> _Exercise_:
Rewrite the lines below, swapping "calla lily" for "water lily" and leaving everything else untouched.

> _Exercise data_:
::::
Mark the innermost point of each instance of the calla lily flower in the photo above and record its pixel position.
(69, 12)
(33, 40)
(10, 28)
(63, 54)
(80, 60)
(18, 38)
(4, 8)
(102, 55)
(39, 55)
::::
> _Answer to this task_:
Mark the innermost point of each instance of the water lily flower in the photo above and record its pixel position.
(69, 12)
(33, 40)
(10, 28)
(63, 54)
(80, 60)
(18, 38)
(4, 8)
(102, 55)
(39, 55)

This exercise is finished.